-- start Input material --

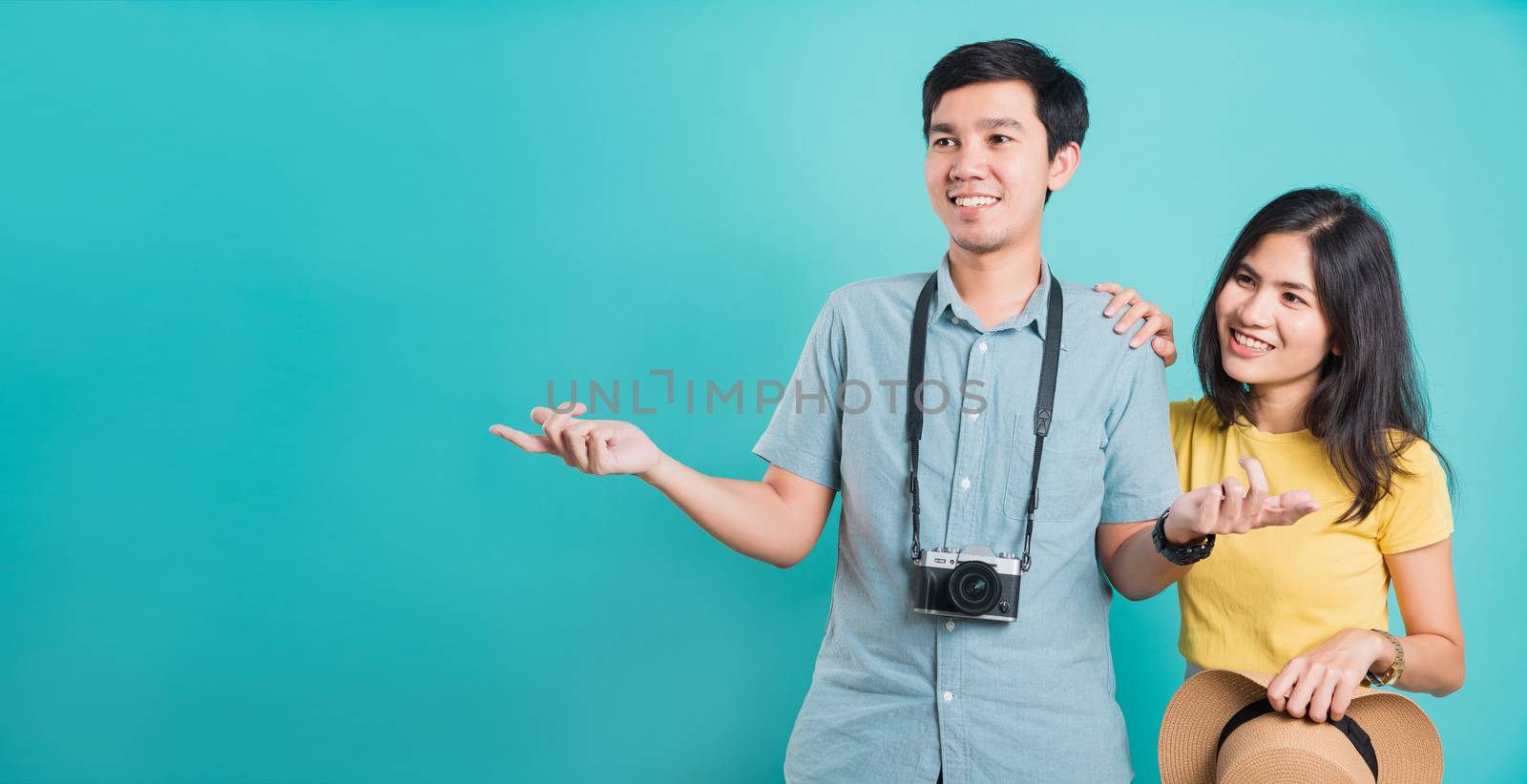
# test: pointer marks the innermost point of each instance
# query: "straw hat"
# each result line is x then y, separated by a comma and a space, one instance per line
1381, 730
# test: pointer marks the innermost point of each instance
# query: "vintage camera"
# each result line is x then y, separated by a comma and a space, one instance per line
967, 583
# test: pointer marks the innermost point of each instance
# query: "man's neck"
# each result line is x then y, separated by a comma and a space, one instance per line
996, 285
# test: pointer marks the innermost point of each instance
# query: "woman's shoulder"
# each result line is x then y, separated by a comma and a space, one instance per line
1193, 414
1414, 456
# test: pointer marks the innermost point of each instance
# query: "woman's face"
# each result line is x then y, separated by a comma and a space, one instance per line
1272, 328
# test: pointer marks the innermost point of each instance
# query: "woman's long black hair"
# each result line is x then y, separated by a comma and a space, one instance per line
1369, 404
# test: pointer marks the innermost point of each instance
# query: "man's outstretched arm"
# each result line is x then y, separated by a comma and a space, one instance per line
776, 521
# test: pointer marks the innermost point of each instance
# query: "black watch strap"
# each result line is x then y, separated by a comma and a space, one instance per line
1183, 555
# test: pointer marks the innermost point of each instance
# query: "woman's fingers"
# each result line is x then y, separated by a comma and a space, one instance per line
1121, 299
576, 438
1231, 506
526, 441
554, 422
1300, 697
599, 458
1282, 684
1138, 310
1257, 496
1289, 506
1155, 323
1343, 697
1323, 694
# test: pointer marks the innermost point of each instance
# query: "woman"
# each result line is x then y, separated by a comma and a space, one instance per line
1306, 365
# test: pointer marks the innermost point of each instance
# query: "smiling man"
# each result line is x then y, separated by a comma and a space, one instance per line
967, 662
900, 694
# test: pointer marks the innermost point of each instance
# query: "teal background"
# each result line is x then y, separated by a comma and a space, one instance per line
267, 272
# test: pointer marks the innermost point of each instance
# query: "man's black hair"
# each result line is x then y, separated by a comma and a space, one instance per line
1060, 96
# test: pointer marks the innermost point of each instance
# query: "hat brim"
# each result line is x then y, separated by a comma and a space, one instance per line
1402, 735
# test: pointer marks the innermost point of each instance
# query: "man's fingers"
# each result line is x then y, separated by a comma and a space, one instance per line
526, 441
1121, 299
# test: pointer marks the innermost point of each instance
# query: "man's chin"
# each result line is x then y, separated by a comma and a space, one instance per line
981, 244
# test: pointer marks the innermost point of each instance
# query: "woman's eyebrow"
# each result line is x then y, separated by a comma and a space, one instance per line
1280, 284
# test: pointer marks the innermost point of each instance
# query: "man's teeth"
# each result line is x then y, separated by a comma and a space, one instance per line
1251, 342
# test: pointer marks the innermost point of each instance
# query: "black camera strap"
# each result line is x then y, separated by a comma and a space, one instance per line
1043, 407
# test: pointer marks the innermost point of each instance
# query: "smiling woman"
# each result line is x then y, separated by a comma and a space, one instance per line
1306, 365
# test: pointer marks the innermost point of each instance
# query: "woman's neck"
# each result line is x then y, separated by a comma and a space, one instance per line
1280, 407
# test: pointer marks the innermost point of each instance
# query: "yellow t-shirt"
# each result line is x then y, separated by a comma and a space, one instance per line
1265, 597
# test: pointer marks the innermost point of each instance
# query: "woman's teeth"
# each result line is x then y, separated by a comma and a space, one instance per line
1251, 342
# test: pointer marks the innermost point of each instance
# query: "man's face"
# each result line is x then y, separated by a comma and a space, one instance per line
989, 165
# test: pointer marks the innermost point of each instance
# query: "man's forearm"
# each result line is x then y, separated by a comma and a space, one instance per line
745, 516
1137, 569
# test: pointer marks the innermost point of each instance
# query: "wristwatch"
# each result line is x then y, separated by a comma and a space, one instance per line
1393, 673
1183, 555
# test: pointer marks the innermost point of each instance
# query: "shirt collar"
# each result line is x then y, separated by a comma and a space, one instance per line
1035, 313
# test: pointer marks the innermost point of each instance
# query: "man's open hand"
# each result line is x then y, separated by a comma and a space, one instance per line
592, 445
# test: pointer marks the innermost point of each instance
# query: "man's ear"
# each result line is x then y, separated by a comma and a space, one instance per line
1063, 165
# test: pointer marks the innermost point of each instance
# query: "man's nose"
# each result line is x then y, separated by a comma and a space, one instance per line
970, 163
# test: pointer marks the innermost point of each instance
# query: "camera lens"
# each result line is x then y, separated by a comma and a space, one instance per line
973, 588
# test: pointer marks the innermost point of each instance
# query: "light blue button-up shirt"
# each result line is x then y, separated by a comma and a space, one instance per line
897, 696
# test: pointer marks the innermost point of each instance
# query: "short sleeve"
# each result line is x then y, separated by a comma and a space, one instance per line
1417, 509
1182, 415
1140, 476
804, 437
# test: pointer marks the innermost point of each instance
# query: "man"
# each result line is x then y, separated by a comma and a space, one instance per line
905, 696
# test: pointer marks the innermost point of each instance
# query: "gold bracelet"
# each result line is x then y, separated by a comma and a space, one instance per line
1393, 673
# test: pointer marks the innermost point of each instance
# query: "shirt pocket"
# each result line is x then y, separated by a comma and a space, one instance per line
1071, 468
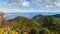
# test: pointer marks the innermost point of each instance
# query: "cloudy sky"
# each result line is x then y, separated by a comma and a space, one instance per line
30, 5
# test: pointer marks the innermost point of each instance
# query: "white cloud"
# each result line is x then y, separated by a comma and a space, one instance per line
25, 4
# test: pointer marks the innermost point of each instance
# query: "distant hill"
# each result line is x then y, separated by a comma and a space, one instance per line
23, 24
56, 15
51, 22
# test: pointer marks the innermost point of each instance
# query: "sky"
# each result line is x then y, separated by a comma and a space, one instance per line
29, 8
11, 15
30, 5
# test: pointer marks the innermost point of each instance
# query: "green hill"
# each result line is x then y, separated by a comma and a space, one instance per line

-- end Input material --

• Request
The records above should be reproduced exactly, with no pictures included.

• Task response
# test: pointer marks the innermost point of each instance
# query: "straw hat"
# each result line is x then y, separated by a comma and a space, one instance per line
1381, 730
# test: pointer marks the innermost point of each instance
# query: "vintage camera"
# each result line is x then y, separated by a comma and a space, one instance per line
967, 583
# test: pointer marks the innermost point of each instance
# query: "man's neck"
# each result line is x then y, separated by a comma and a space, one instance per line
996, 285
# test: pointer marks the innermost point of each instance
# query: "woman's shoulder"
# each result line is x then y, separated by a comma and a space, one instance per line
1193, 414
1414, 456
# test: pointer marks the innermost point of each instance
# query: "woman's face"
# each result line is x then y, separated by a comma and a space, one instance per line
1272, 328
# test: pointer marks the innermost point of each instance
# query: "woman's long black hair"
# each result line is x then y, separated by a comma and a space, one instance per line
1369, 404
# test: pointer marks the innermost point of each instance
# query: "man's outstretched arm"
# each result line is x then y, separated by a comma and a space, one instance per line
776, 521
# test: pointer marks the innermost point of each instance
# query: "black watch strap"
# each result line is x then y, separated by a comma and a space, one instance per line
1183, 555
# test: pointer marks the innermost point of each instance
# query: "woman's fingers"
# each result line is x then y, separated by a comma and a space, one instance per line
1121, 299
576, 438
1231, 506
526, 441
554, 422
1300, 697
599, 458
1282, 684
1138, 310
1257, 496
1289, 506
1155, 323
1343, 697
1323, 694
# test: pointer marks the innermost point of each instance
# query: "woman"
# each result line is x then y, separated by a comma and a space, one instance per line
1306, 365
# test: pointer marks the innermost point of each instance
# query: "smiling man"
# each result line is x then y, separated by a comma and a space, one instance per line
967, 662
900, 694
# test: pointer marks the innermost point of each instance
# query: "teal background"
# each result line is x then y, separated by a comma and a space, one instance per line
267, 272
# test: pointer marks the innermost point of each instance
# query: "man's black hair"
# each result line is x then y, separated by a comma and a space, one instance per line
1060, 96
# test: pointer marks the innermost point of each instance
# query: "hat brim"
# each result line is x then y, separated by a comma and a space, one instance per line
1402, 735
# test: pointer marks the innermost point of each instance
# query: "man's fingers"
# each result line is x then y, separated by a comma and a space, one instance per line
526, 441
1121, 299
# test: pointer marks the innermost point of each instance
# query: "man's chin"
# each result line is x then y, separated by a comma and a space, one instance per line
981, 244
# test: pointer marks the innermost point of each instance
# query: "woman's eyebrow"
# each result line is x then y, separated by a comma and a space, one instance per line
1280, 284
# test: pointer marks the innermost point of each instance
# query: "man's teeth"
# each result line is x then y, separated by a comma and a space, one instance per line
1251, 342
# test: pointer marks the innermost point of each instance
# query: "black camera strap"
# each result line is x then y, separated by a comma and a space, one instance per line
1043, 407
# test: pointer marks the innermost point of each instance
# query: "smiling woman"
# each result line is x then y, separated by a comma and a space, one instance per line
1306, 365
# test: pointer marks the innermost point of each instance
# query: "woman's neck"
# each result line is x then y, separated by a comma and a space, one instance per line
1280, 407
# test: pointer marks the innermost point of each instance
# query: "yellow t-shirt"
# each result line is x then y, separated by a comma and a space, one instance per line
1265, 597
# test: pointer marks the innermost point of each instance
# query: "woman's teeth"
# each result line is x then y, separated by a comma and a space, one instance per line
1251, 342
# test: pointer marks the innermost point of each instance
# query: "man's face"
# each result line is x then y, separated by a comma and a space, one instance per line
989, 165
# test: pointer marks the innermost point of each instance
# query: "man's forearm"
# each result line is x then y, separated by a comma and a space, one instance per line
745, 516
1137, 569
# test: pointer marks the innermost point of each instance
# query: "wristwatch"
# each result line is x then y, separated by a comma and a space, one instance per line
1393, 673
1183, 555
# test: pointer marks the innermost point of each instance
# query: "shirt collar"
# each result line is x then y, separated by a comma and a space, one instance per line
1035, 313
# test: pointer marks the innermost point of each instance
# query: "man's open hand"
# each result line is x then y, separated by a comma and a space, one instance per line
592, 445
# test: pointer marks the innermost point of each instance
# query: "man's ear"
# each result line is x then y, separated by a comma and a space, one instance per line
1063, 165
# test: pointer marks the innermost point of each instance
# query: "man's nose"
# each result line is x then y, separated by a comma and a space, one instance per line
970, 163
# test: pointer marks the innermost point of each instance
# query: "camera lens"
# each result line is x then y, separated by a comma and a space, one instance per line
973, 588
# test: pointer marks the innermost point of each instance
# query: "light blue button-up shirt"
# each result line is x then y, separated by a comma and a space, one instance per line
897, 696
# test: pointer marks the innermost point of each instance
# query: "short sleeve"
# each result line is x then y, separated by a comma and a space, one instance per line
1417, 509
1182, 415
1140, 476
804, 437
# test: pointer marks the innermost point of each instance
# query: "man"
# each result line is x then y, separated by a comma and a space, one instance per line
905, 696
# test: pointer marks the innermost point of each instance
# query: "gold bracelet"
# each result line is x then y, separated by a comma and a space, one instance per line
1393, 673
# test: pointer marks the innermost point of each instance
# query: "shirt pocket"
# each result line is x then y, separated by a comma and a space, one instance per line
1071, 468
# test: pointer marks the innermost point of each instance
# query: "cloudy sky"
# each result line is x then y, separated by a comma and a space, one instance per line
30, 5
# test: pointer marks the innermost point of each instance
# query: "white cloud"
# each result line is x then y, separated by a comma and a space, one instance per line
25, 4
# test: pointer marks the innermost point of each instance
# query: "distant hill"
# each result line is x then y, separated by a comma and a space, one instance per line
23, 24
56, 15
51, 22
# test: pointer marks the innermost point of each instance
# query: "sky"
# each result line is x then y, separated by a comma and a space, one instance per line
29, 8
11, 15
30, 5
# test: pointer marks the innermost point of each instance
# query: "green hill"
# each result line is x then y, separated by a comma and a space, one instance per line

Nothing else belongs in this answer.